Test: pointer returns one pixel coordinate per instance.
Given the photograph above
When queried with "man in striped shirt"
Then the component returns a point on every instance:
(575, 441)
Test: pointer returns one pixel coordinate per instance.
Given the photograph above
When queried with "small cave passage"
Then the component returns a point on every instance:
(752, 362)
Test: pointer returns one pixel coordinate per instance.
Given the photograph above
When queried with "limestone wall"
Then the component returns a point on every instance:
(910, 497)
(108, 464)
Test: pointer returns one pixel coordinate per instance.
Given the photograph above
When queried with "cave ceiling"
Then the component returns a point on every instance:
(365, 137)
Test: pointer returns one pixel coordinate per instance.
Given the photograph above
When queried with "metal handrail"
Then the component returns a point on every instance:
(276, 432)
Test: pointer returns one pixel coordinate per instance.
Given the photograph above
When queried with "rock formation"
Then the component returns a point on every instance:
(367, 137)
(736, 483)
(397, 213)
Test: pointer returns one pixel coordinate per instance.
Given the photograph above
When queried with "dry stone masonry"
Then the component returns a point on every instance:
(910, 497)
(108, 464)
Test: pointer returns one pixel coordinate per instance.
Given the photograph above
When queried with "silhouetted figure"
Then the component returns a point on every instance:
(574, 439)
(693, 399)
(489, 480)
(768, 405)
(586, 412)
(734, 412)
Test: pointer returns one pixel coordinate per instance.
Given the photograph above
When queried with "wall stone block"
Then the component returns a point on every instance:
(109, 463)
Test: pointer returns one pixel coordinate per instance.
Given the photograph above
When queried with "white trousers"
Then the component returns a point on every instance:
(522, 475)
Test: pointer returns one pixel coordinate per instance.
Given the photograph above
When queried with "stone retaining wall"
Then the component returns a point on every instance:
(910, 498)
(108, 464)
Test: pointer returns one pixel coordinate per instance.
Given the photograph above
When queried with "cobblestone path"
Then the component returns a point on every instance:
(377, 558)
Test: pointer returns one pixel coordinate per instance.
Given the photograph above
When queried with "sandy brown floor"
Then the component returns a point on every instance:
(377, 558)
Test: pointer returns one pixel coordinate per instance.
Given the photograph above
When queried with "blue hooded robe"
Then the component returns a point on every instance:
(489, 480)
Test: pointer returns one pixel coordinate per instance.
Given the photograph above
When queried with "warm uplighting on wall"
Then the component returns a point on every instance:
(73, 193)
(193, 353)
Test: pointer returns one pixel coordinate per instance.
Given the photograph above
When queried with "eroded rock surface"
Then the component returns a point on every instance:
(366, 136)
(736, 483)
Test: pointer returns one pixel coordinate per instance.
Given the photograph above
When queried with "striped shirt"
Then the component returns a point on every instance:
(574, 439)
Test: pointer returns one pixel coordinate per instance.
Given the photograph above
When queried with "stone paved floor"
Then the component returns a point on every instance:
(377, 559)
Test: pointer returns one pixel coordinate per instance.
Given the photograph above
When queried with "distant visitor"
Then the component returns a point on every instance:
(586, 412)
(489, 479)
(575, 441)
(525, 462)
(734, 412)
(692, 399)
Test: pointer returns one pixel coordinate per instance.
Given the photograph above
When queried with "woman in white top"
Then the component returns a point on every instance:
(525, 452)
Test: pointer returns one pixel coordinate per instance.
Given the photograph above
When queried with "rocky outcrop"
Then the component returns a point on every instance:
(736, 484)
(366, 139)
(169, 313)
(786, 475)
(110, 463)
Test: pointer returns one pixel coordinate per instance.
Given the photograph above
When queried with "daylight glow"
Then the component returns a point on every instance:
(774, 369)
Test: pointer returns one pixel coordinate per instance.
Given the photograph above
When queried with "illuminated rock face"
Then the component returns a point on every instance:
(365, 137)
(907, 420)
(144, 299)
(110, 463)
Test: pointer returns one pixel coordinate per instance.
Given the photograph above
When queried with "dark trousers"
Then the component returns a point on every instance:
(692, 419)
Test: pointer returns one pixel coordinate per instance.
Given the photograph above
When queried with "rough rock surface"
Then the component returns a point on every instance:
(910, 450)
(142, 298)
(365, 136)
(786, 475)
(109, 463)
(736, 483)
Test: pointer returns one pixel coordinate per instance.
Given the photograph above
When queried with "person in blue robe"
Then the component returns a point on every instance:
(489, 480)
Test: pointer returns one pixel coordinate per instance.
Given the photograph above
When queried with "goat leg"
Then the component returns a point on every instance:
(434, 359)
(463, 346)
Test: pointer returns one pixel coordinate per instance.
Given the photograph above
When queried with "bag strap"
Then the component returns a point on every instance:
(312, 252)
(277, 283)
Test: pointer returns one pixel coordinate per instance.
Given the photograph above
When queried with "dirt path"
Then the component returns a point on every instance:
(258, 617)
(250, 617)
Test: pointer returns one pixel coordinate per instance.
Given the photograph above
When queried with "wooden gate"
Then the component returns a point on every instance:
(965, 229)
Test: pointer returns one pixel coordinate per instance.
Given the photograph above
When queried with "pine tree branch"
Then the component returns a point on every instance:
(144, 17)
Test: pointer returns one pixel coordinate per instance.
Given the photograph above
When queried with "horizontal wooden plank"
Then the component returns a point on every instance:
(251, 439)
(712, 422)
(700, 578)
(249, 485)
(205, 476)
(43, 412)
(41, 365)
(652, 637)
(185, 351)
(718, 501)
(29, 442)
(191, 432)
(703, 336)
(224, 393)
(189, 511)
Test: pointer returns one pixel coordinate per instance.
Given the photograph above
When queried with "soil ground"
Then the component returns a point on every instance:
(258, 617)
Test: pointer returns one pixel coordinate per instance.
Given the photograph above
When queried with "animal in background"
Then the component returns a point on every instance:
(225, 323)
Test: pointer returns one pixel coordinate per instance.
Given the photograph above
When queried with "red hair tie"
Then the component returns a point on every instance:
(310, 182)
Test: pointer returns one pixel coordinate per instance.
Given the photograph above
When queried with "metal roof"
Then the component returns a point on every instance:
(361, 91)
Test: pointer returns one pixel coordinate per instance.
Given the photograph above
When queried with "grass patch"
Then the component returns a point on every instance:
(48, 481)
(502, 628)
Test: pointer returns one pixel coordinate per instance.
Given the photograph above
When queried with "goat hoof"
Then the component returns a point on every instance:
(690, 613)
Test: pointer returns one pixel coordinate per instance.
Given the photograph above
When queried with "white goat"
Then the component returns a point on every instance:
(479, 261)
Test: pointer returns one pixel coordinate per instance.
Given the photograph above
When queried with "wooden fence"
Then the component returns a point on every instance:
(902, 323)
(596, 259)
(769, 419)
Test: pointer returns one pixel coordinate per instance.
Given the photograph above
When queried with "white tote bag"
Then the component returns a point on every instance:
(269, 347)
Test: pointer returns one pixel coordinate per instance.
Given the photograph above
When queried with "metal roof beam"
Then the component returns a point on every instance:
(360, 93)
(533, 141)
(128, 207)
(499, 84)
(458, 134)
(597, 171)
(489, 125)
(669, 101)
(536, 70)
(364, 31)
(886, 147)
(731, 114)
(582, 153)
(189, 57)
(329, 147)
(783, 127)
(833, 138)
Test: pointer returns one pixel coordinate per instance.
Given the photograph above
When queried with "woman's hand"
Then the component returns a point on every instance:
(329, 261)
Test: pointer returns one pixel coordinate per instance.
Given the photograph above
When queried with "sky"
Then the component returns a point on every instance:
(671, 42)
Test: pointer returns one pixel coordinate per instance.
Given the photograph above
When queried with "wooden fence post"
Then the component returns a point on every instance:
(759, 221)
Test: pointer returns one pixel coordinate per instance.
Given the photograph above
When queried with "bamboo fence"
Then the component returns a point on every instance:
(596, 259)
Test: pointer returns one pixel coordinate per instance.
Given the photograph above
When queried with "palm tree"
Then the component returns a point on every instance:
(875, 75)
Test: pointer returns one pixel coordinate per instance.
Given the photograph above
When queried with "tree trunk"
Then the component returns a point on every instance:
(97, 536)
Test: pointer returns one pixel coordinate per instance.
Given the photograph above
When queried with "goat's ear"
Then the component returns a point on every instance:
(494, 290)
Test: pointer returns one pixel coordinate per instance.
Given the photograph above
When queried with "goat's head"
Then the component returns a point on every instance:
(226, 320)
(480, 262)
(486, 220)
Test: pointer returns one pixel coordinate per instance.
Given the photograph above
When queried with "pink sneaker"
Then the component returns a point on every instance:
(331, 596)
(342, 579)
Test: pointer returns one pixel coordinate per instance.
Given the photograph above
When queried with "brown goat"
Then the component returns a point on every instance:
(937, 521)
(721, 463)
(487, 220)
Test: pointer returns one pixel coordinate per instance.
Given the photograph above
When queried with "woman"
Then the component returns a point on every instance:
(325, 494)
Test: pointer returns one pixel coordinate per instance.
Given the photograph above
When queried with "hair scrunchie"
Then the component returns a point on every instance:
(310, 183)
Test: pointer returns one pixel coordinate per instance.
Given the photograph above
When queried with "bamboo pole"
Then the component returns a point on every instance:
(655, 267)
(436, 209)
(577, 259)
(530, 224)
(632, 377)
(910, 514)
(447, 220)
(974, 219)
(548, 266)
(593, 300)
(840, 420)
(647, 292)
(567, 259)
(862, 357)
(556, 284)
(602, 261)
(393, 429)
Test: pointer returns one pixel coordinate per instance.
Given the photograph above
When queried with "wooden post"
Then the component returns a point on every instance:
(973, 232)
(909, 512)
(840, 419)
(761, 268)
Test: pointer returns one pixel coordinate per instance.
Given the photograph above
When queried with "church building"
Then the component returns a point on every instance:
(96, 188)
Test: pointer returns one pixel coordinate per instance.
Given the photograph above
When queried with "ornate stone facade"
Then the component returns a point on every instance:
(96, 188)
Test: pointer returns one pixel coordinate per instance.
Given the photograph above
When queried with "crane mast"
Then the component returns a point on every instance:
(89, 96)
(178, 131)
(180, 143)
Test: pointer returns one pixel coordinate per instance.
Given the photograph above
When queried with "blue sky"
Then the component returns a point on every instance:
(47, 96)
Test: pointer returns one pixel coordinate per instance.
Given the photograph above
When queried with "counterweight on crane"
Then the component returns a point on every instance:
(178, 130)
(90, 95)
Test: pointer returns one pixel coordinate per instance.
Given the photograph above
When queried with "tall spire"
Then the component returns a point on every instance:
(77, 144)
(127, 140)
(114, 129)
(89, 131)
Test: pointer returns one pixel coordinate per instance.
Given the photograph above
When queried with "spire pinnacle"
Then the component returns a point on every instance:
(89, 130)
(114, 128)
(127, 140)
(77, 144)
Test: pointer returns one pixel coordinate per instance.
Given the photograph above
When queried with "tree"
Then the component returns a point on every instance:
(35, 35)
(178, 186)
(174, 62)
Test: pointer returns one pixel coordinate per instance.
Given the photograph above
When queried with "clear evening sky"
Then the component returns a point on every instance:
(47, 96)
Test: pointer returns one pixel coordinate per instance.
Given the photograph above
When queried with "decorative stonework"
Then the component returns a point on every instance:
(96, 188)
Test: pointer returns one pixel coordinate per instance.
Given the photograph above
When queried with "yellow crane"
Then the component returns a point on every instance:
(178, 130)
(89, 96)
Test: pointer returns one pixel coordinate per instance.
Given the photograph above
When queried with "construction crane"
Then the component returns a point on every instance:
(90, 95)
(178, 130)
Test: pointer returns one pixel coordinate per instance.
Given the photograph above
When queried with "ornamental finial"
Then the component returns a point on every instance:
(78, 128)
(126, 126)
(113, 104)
■ ■ ■ ■ ■ ■ ■
:: Problem statement ::
How many lines in the listing above contain the word "hair"? Tally them and reply with the count alone.

:: The output ::
2